*WHAT TO WORK ON*:
With the images omitted, return all of the entries exactly as they stand.

Source data

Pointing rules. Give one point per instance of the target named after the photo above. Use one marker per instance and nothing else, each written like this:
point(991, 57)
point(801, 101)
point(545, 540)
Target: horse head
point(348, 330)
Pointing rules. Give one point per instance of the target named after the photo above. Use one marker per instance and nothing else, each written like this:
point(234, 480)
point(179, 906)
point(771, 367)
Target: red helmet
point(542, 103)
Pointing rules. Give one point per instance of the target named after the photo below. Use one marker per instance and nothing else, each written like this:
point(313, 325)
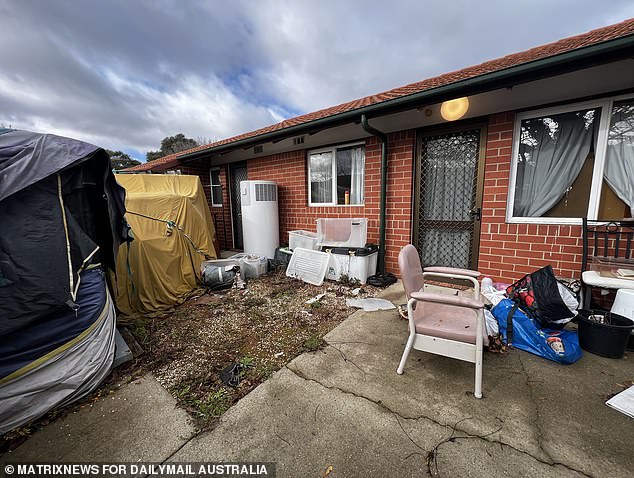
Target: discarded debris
point(315, 299)
point(370, 304)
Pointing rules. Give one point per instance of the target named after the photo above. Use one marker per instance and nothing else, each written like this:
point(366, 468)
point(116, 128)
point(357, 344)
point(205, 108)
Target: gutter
point(585, 57)
point(383, 137)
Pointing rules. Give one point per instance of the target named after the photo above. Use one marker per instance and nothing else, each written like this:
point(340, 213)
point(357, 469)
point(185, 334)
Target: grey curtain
point(321, 178)
point(619, 160)
point(552, 152)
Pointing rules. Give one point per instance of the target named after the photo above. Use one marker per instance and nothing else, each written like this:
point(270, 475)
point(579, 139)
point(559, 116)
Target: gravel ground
point(261, 327)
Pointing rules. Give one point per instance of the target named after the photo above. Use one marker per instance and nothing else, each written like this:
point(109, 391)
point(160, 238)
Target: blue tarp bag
point(560, 346)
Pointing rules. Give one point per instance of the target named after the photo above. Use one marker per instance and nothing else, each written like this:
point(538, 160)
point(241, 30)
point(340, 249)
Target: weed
point(246, 363)
point(254, 302)
point(314, 342)
point(215, 405)
point(345, 279)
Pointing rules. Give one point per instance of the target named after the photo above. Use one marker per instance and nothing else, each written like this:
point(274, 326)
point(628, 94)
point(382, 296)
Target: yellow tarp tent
point(173, 233)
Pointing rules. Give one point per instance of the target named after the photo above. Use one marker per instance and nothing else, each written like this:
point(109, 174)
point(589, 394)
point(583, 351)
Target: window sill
point(336, 205)
point(556, 221)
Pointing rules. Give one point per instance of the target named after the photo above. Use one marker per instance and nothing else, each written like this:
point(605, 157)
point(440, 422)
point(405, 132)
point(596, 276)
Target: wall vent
point(266, 192)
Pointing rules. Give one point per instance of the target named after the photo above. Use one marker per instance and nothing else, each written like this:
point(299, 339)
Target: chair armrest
point(448, 300)
point(452, 271)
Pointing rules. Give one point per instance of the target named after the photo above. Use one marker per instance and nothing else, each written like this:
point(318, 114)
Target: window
point(336, 175)
point(573, 162)
point(216, 187)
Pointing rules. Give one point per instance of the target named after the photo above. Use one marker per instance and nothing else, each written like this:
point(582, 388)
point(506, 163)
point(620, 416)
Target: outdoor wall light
point(454, 109)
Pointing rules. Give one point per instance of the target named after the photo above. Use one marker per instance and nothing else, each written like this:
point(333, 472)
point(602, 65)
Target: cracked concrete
point(537, 417)
point(138, 423)
point(345, 407)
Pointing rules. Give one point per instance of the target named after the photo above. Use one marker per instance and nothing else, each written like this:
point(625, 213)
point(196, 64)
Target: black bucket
point(608, 339)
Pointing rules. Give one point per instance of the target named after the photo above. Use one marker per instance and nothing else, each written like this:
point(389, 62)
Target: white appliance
point(260, 218)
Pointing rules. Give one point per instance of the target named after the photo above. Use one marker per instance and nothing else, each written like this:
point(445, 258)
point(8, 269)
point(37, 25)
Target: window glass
point(554, 164)
point(216, 188)
point(321, 178)
point(350, 175)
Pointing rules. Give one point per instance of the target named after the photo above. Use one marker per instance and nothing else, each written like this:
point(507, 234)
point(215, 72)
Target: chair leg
point(408, 347)
point(478, 379)
point(587, 297)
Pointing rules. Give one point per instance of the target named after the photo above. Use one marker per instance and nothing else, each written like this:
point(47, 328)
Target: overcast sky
point(123, 74)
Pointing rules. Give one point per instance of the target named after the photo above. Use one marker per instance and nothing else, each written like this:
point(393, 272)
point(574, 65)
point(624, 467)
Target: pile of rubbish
point(531, 314)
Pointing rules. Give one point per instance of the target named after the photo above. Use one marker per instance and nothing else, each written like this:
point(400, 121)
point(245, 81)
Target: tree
point(121, 160)
point(171, 145)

*RESPONSE BELOW*:
Pointing rules. Give one point per instance of the target named after the photo above. Use one marker per instance and nothing else, each written like this:
point(991, 57)
point(801, 101)
point(545, 540)
Target: horse head
point(348, 330)
Pointing rules. Give one point per instance of the target named after the photo above. Use one marker per instance and nothing else, each written like this:
point(234, 480)
point(179, 906)
point(771, 367)
Target: red helmet
point(542, 103)
Pointing rules. Give one point per instance of the target named after the photo below. Use one marker per instance and nothing else, each written like this:
point(313, 325)
Target: discarded debris
point(315, 299)
point(370, 304)
Pointing rules. Give one point per instance of the target named after the photo above. Use one marker per instance and nothing else, each written like this:
point(366, 468)
point(116, 128)
point(357, 344)
point(205, 108)
Target: gutter
point(585, 57)
point(383, 137)
Pointing rules. Give one point per instance of the target named after the photo above. Use one marker per instance and nothing else, each written like this:
point(340, 213)
point(357, 469)
point(185, 334)
Target: grey curtain
point(321, 178)
point(619, 160)
point(552, 152)
Pointing rules. Give one point per instance of the target named after the photo above. Use one marker per instance and nothing else, each written like this:
point(270, 475)
point(579, 139)
point(559, 116)
Target: gravel ground
point(261, 327)
Pointing rules. Give one point per instance of the target named after the photo above. Use one marker per instance and nothing else, each written like this:
point(109, 391)
point(160, 238)
Target: blue tarp bag
point(560, 346)
Pointing rules. Give one point per instance of the target named after the photo above. Use one marker per instance and nothing else, each written like this:
point(538, 160)
point(241, 30)
point(340, 249)
Target: weed
point(246, 363)
point(254, 302)
point(314, 342)
point(215, 405)
point(345, 279)
Pointing rules. Give one point per instance of the target named after the photo above. Use one marker per instance and nothing else, each written like this:
point(274, 326)
point(628, 94)
point(382, 296)
Target: yellow tarp tent
point(173, 233)
Pointing rules. Give one point per instance of the target named after the photo above. Use one marker per instance and nothing else, each written like this:
point(109, 174)
point(589, 394)
point(583, 351)
Target: window sill
point(336, 205)
point(556, 221)
Pointing rules. Give one point per instance of the target named after the photo above. Use one marker per instance and nothing else, each written like this:
point(605, 157)
point(440, 422)
point(405, 132)
point(596, 276)
Target: wall vent
point(266, 192)
Pointing rules. Give one point per instance of the target named after the photo above. Use one marker per instance and nothing else, each written like this:
point(299, 339)
Target: chair armrest
point(448, 300)
point(452, 271)
Pointing rules. Give one point per instance of the target named after the photo above. Use one marker per instance and nothing else, each written like this:
point(318, 114)
Target: window
point(336, 175)
point(573, 162)
point(216, 187)
Pointing rules. Give one point per instance of the target named after the photo above. Use one marker per instance and nothing else, each written like this:
point(582, 388)
point(506, 163)
point(620, 416)
Target: outdoor wall light
point(454, 109)
Pointing rules. Give one point per instance of the target named after the photo above. Use one marker per instance and nothing else, each written like this:
point(333, 472)
point(602, 65)
Target: cracked concrete
point(537, 417)
point(138, 423)
point(345, 407)
Pointing rules. Give one point per instance of the target named after the photo above. Use one marker per instance and nothing else, each written like this:
point(625, 213)
point(196, 64)
Target: black bucket
point(608, 339)
Pointing rules. Give one point per instance of the target named after the photo above. Use one marker per instance and nothing else, each written like this:
point(389, 62)
Target: white appliance
point(260, 218)
Pointing rules. Give one point per instance of the target named after the photo above. Use one marker per instance and nothing else, each written like this:
point(445, 258)
point(8, 269)
point(37, 25)
Target: window glass
point(554, 164)
point(216, 188)
point(321, 178)
point(350, 175)
Pointing rules. Give one point per instance of the target named after the photo above. Use one marker per instance and nothing else, each written like this:
point(507, 234)
point(215, 72)
Target: chair leg
point(408, 347)
point(478, 379)
point(587, 297)
Pointing rules. Give one point per instance of the target named after the photo above. Use one marker per instance and nothing else, each written like this:
point(47, 328)
Target: overcast sky
point(123, 74)
Pointing rules. Give one point per instance of the target named after the photo above. Use one marker per instance and nothing else, each written like this:
point(393, 272)
point(574, 65)
point(624, 467)
Target: pile of rubbish
point(531, 314)
Pointing rules. Give one point per instance of the target named after the photo above. Use one marker per instance and nothing else, each written like this:
point(400, 121)
point(245, 81)
Target: tree
point(121, 160)
point(171, 145)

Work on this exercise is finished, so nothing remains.